__Material to process__.
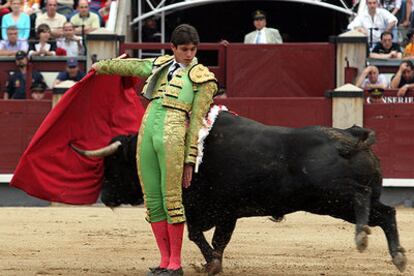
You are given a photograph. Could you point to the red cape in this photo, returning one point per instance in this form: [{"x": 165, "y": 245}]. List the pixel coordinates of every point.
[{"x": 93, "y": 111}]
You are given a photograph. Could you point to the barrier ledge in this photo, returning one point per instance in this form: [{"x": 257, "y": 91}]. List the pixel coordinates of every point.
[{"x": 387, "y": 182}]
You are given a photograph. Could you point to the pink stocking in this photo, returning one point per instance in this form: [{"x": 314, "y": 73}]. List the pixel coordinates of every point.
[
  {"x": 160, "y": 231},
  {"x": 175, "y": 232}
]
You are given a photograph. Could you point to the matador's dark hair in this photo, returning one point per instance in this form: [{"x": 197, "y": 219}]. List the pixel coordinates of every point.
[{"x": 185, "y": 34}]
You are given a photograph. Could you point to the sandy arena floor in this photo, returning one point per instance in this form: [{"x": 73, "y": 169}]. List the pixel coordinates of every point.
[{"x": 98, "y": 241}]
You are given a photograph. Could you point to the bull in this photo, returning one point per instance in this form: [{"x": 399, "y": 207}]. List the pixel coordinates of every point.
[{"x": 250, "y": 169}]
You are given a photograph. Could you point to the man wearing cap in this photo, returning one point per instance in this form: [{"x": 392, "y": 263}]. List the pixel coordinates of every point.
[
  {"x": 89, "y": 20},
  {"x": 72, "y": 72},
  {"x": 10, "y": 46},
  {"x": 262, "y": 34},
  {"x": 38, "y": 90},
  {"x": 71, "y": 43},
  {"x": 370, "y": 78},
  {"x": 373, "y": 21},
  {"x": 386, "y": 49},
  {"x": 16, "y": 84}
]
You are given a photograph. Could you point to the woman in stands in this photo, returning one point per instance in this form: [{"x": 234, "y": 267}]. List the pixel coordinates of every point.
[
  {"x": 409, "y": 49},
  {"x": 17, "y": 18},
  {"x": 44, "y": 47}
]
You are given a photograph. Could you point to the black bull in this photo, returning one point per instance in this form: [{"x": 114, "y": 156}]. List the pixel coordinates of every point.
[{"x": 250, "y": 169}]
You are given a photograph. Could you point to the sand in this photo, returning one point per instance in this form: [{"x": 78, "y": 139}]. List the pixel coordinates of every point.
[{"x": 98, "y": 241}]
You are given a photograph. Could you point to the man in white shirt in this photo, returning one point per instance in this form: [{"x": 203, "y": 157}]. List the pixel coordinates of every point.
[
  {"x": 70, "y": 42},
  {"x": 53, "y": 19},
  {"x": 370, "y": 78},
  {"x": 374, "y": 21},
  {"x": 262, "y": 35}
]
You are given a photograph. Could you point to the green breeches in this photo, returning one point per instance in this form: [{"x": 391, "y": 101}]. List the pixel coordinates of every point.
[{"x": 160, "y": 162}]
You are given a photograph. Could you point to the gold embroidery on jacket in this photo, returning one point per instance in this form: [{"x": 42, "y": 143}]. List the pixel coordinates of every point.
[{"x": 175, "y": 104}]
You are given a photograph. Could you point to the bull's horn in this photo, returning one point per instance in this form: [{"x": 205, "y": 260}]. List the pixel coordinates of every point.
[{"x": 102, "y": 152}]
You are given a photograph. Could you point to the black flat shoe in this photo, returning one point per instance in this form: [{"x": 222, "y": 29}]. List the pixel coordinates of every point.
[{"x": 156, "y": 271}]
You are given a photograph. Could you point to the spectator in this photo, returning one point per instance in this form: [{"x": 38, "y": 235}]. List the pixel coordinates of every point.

__Prompt__.
Copy out the listing above word for word, from its first line to its last, and leave out the pictures.

__Written solution__.
You are given a photograph. Could you point to the red cape in this photo, returning one point per instance in this form: [{"x": 165, "y": 245}]. List the pixel coordinates of every point.
[{"x": 93, "y": 111}]
You are given a photograph. Could you point to the barrier ledge in this photo, returning one point per instance in this form: [{"x": 257, "y": 91}]. List the pixel coordinates of every point.
[{"x": 387, "y": 182}]
You are given a photograph. Could you point to the pink stocking in this photo, returning one point per instance in this form: [{"x": 314, "y": 73}]. List the pixel coordinates of every point.
[
  {"x": 160, "y": 231},
  {"x": 175, "y": 232}
]
You are given a photograph. Could you point to the matador's dark hair in this photo, returning one point per instance in this form: [{"x": 197, "y": 219}]. List the pixel coordinates of every point.
[{"x": 185, "y": 34}]
You are given a photograph. Could you point to the sandy arena floor in this photo, returning one point per instance in this form: [{"x": 73, "y": 169}]. List the pixel coordinates of every point.
[{"x": 98, "y": 241}]
You are given a photograph. Could you point to the bull in this photo, returning one point per instance in this form: [{"x": 399, "y": 207}]. List the pixel coordinates of every point.
[{"x": 250, "y": 169}]
You are given a photograph. Could you point to the man wearing cap in this photo, returning one point per instance in this form: [{"x": 392, "y": 263}]. List the pixel coordinates of every point.
[
  {"x": 89, "y": 20},
  {"x": 72, "y": 72},
  {"x": 10, "y": 46},
  {"x": 262, "y": 34},
  {"x": 38, "y": 90},
  {"x": 71, "y": 43},
  {"x": 370, "y": 78},
  {"x": 373, "y": 21},
  {"x": 386, "y": 49},
  {"x": 16, "y": 84}
]
You are given a photograph. Could you point to the woman in stands in this photo, returning one point per instance in this form: [{"x": 234, "y": 267}]. List the pixel coordinates of every point.
[
  {"x": 409, "y": 49},
  {"x": 17, "y": 18},
  {"x": 44, "y": 47}
]
You are given a photograph. Could you point to the black bull in this photo, returning one point per instance in this form: [{"x": 114, "y": 156}]. List the pixel coordinates of every point.
[{"x": 250, "y": 169}]
You are given a photograph. Could you point to the sand in this photo, returning one point per instance in this form: [{"x": 78, "y": 139}]. List the pixel coordinates of every point.
[{"x": 98, "y": 241}]
You are given a photograph. Could you point to the man in white shirt in this photo, returning one point per instance in this form: [{"x": 203, "y": 157}]. List the pixel coordinates of every point.
[
  {"x": 70, "y": 42},
  {"x": 53, "y": 19},
  {"x": 370, "y": 78},
  {"x": 374, "y": 21},
  {"x": 262, "y": 35}
]
You are given a photograph. Could you point to the green breeches in this photo, returning one point per instance in this form: [{"x": 391, "y": 101}]. List the pixel coordinates of every point.
[{"x": 160, "y": 162}]
You are given a photograph. Could you point to the gold embroidery on jacket in this photo, returning one point per instance in this form: [{"x": 42, "y": 143}]. List the pixel coordinates of every point.
[{"x": 175, "y": 104}]
You are given a photograph. Could you point to the bull's horn in this photo, returning one point per instance in this form: [{"x": 205, "y": 260}]. List the pixel coordinates of every point.
[{"x": 102, "y": 152}]
You are given a photograph. Could you point to the black flat shoe in this photo, returning one point per instance in this form: [{"x": 222, "y": 29}]. List the pixel coordinates of every point.
[{"x": 156, "y": 271}]
You are given a photograph. Could you point to the spectator in this photo, returning one point per instance in this form: [{"x": 38, "y": 235}]. List the pixel coordinates of every point.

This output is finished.